* [Problem details]:
Print the listing below line for line with no changes, leaving the pictures out.

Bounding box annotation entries
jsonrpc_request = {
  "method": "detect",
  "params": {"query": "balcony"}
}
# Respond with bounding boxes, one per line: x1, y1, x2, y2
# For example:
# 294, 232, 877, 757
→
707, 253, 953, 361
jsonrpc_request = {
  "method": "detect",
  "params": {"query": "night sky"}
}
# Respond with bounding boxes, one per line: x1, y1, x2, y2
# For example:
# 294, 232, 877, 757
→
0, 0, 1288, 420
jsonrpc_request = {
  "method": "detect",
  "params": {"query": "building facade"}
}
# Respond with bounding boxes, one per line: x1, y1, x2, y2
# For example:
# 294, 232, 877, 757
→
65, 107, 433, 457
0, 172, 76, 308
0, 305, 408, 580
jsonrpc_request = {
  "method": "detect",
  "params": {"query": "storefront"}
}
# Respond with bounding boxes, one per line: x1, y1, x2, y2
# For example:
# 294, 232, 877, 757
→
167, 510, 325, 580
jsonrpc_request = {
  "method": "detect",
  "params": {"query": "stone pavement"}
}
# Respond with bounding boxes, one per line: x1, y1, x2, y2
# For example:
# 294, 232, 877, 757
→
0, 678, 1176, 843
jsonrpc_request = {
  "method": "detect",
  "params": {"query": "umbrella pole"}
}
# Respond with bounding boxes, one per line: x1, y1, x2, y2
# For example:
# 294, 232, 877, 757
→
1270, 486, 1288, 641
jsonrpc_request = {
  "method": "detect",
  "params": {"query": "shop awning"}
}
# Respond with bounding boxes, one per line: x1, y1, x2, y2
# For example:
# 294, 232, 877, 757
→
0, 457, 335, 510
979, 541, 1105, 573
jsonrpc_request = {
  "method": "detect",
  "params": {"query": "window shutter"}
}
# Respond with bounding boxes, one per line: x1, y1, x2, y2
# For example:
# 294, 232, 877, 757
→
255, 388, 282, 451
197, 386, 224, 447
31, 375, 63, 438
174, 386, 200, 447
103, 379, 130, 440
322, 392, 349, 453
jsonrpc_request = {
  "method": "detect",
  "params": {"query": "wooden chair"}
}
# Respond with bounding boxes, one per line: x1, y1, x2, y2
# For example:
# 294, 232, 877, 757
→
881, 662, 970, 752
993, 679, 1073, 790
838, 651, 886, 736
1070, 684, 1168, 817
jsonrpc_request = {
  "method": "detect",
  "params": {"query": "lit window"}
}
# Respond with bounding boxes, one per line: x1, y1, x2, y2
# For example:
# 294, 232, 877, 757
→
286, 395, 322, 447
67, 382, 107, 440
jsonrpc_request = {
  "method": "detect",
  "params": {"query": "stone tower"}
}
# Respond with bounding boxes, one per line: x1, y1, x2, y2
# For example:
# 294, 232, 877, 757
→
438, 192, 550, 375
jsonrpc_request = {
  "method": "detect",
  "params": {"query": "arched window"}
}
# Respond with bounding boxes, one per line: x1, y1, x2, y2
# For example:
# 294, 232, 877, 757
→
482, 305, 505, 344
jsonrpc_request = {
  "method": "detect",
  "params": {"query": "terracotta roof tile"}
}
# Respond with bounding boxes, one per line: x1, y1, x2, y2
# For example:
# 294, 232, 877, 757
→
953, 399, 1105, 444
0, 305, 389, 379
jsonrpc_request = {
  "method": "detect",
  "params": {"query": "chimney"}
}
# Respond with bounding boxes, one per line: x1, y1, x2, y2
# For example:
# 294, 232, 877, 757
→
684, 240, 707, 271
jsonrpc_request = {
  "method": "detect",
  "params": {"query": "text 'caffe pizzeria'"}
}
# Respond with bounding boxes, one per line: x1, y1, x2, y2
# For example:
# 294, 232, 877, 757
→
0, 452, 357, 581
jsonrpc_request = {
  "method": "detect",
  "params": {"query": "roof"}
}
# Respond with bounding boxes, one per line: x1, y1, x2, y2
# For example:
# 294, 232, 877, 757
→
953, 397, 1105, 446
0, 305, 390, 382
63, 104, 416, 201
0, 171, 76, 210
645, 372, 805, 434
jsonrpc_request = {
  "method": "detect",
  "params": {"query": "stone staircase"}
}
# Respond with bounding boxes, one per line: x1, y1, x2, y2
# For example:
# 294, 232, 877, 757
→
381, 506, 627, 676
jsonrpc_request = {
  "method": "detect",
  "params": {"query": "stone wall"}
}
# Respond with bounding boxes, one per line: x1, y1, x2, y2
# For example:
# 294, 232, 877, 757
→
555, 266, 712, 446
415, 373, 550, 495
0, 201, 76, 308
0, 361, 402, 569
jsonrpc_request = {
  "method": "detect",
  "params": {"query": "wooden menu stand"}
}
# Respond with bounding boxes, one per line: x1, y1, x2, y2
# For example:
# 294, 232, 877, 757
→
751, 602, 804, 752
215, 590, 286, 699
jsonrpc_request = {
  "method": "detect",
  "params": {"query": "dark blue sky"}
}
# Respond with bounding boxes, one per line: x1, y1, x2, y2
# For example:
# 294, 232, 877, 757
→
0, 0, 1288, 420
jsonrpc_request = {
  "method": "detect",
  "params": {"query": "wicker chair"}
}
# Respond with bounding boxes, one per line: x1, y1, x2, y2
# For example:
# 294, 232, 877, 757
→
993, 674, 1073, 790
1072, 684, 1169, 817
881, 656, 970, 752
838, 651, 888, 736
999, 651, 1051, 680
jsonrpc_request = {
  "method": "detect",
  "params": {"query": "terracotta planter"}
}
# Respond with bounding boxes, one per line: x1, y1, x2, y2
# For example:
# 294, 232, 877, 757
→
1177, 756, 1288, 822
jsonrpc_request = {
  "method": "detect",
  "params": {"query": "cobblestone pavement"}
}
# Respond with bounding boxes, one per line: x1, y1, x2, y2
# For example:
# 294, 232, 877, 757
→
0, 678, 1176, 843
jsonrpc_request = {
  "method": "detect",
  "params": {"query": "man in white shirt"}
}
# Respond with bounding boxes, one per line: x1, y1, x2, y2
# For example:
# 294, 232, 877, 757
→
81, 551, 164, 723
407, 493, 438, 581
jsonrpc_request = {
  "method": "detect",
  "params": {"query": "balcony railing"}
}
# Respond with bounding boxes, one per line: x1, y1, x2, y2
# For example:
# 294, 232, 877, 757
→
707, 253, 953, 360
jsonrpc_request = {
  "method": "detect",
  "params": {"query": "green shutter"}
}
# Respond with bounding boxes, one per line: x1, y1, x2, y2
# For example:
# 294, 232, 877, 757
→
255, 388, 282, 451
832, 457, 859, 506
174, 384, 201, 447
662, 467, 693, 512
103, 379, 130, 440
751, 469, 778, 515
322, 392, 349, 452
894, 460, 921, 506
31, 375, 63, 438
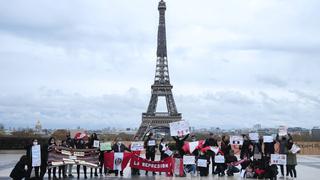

* [Task result]:
jsonrpc_request = {
  "method": "detect",
  "params": {"query": "balcony"}
}
# Respond with bounding boxes, one per line: x1, y1, x2, y2
# For example:
# 294, 232, 877, 757
→
707, 253, 953, 361
jsonrpc_request = {
  "method": "detect",
  "params": {"query": "night sky"}
}
# Respond with bounding boxes, one per line: x1, y1, x2, y2
# For example:
# 294, 232, 877, 757
→
0, 0, 1288, 420
jsonrpc_request = {
  "method": "detect",
  "params": {"query": "building facade"}
}
# Respond with bounding boxes, one per line: x1, y1, x2, y2
# For example:
# 294, 232, 877, 757
→
65, 107, 433, 457
0, 172, 76, 308
0, 305, 408, 580
jsonrpc_request = {
  "method": "detect",
  "params": {"query": "storefront"}
}
# Respond with bounding boxes, one per line: x1, y1, x2, y2
# For example:
# 294, 232, 877, 757
→
167, 510, 325, 580
jsonrpc_request = {
  "method": "detect",
  "params": {"query": "stone pavement"}
}
# Respond with bounding boxes, one per line: x1, y1, x2, y2
# For example:
# 294, 232, 877, 757
→
0, 678, 1176, 843
jsonrpc_request = {
  "method": "detect",
  "params": {"query": "umbrella pole"}
}
# Respond with bounding boxes, one per line: x1, y1, x2, y2
# For example:
# 294, 232, 877, 757
→
1270, 486, 1288, 641
jsonrpc_request = {
  "method": "detect",
  "params": {"query": "shop awning"}
}
# Respond with bounding boxes, one per line: x1, y1, x2, y2
# For example:
# 294, 232, 877, 757
→
0, 457, 335, 510
979, 541, 1105, 573
jsonrpc_request = {
  "method": "detect",
  "params": {"query": "window shutter"}
}
# Respond with bounding boxes, one per line: x1, y1, x2, y2
# For example:
# 294, 232, 877, 757
→
255, 388, 282, 451
197, 386, 224, 447
31, 375, 63, 438
174, 386, 200, 447
103, 379, 130, 440
322, 392, 349, 453
jsonrpc_request = {
  "method": "detect",
  "params": {"query": "wooden chair"}
}
# Respond with bounding boxes, one per line: x1, y1, x2, y2
# For example:
# 294, 232, 877, 757
→
881, 662, 970, 752
993, 679, 1073, 790
838, 651, 886, 736
1070, 684, 1168, 817
jsonrpc_request = {
  "method": "detect",
  "params": {"query": "lit window"}
}
# Respond with bounding boxes, one per line: x1, y1, x2, y2
# For example:
# 294, 232, 877, 757
→
286, 395, 322, 447
67, 382, 107, 440
jsonrpc_request = {
  "method": "detect",
  "params": {"query": "stone tower"}
}
# Respond with bounding boxes, one per line: x1, y1, x2, y2
# For example:
# 294, 232, 877, 757
→
438, 192, 550, 375
jsonrpc_request = {
  "method": "detect",
  "params": {"query": "arched window"}
}
# Respond with bounding boxes, one per line: x1, y1, x2, y2
# For example:
# 294, 232, 877, 757
→
482, 305, 505, 344
jsonrpc_request = {
  "method": "detect",
  "params": {"query": "terracotta roof tile"}
}
# Respond with bounding boxes, one per line: x1, y1, x2, y2
# For example:
# 294, 232, 877, 757
→
953, 399, 1105, 444
0, 305, 389, 379
jsonrpc_request = {
  "method": "detect",
  "params": {"query": "chimney"}
}
# Respond with bounding boxes, one per line: x1, y1, x2, y2
# For example:
# 294, 232, 877, 757
→
684, 240, 707, 271
jsonrpc_request = {
  "method": "detect",
  "params": {"query": "text 'caffe pizzeria'"}
}
# Respond with bounding boxes, one per line: x1, y1, x2, y2
# For example:
# 294, 232, 877, 757
→
0, 452, 357, 581
jsonrpc_request = {
  "method": "detect",
  "params": {"query": "roof"}
}
# Respond with bounding boxes, one per line: x1, y1, x2, y2
# For example:
# 294, 232, 877, 757
→
953, 397, 1105, 446
0, 305, 390, 382
63, 104, 416, 201
0, 171, 76, 210
645, 372, 805, 434
jsonrpc_request = {
  "method": "detect",
  "params": {"query": "stone staircase"}
}
# Respond with bounding boxes, one per line: x1, y1, x2, y2
# For example:
# 294, 232, 877, 757
→
381, 506, 627, 676
jsonrpc_request = {
  "method": "detect",
  "params": {"query": "stone wall"}
}
# Respond with bounding boxes, one per line: x1, y1, x2, y2
# For example:
# 294, 232, 877, 757
→
555, 266, 712, 446
415, 373, 550, 495
0, 201, 76, 308
0, 361, 402, 569
jsonrpc_request = {
  "method": "detect",
  "params": {"query": "wooden menu stand"}
}
# Respond with bounding boxes, one per line: x1, y1, x2, y2
# For example:
# 294, 232, 877, 757
→
751, 602, 804, 752
215, 590, 286, 699
jsonrpc_request = {
  "method": "detect",
  "params": {"query": "dark blue sky"}
}
# Respond with bounding boxes, one per line: x1, y1, x2, y2
# For example:
# 294, 232, 877, 757
→
0, 0, 1288, 420
jsonrpc_request = {
  "method": "detect",
  "params": {"query": "wicker chair"}
}
# Respond with bounding boxes, one per line: x1, y1, x2, y2
# For example:
# 294, 232, 877, 757
→
993, 674, 1073, 790
1072, 684, 1169, 817
881, 656, 970, 752
838, 651, 888, 736
999, 651, 1051, 680
jsonrpc_request = {
  "method": "detect",
  "params": {"query": "terracotta planter"}
}
# Respond with bounding boxes, one per line: x1, y1, x2, y2
# For example:
# 294, 232, 877, 757
→
1177, 756, 1288, 822
jsonrpc_request = {
  "method": "detect",
  "params": {"query": "cobblestone pavement"}
}
# Respond with bounding boxes, one per line: x1, y1, x2, y2
# For example:
# 294, 232, 877, 757
→
0, 678, 1176, 843
jsonrpc_request = {
  "method": "detect",
  "params": {"query": "man in white shirt"}
}
# Respond with bounding boxes, one per line: x1, y1, x2, y2
# For example:
# 294, 232, 877, 757
→
81, 551, 164, 723
407, 493, 438, 581
jsonrpc_request = {
  "method": "detect",
  "params": {"query": "balcony railing"}
}
# Respond with bounding boxes, one per line: x1, y1, x2, y2
# For example:
# 294, 232, 877, 757
→
707, 253, 953, 360
jsonrpc_request = {
  "method": "detect",
  "params": {"query": "green shutter"}
}
# Respond with bounding boxes, one per line: x1, y1, x2, y2
# For example:
# 294, 232, 877, 757
→
255, 388, 282, 451
832, 457, 859, 506
174, 384, 201, 447
662, 467, 693, 512
103, 379, 130, 440
751, 469, 778, 515
322, 392, 349, 452
894, 460, 921, 506
31, 375, 63, 438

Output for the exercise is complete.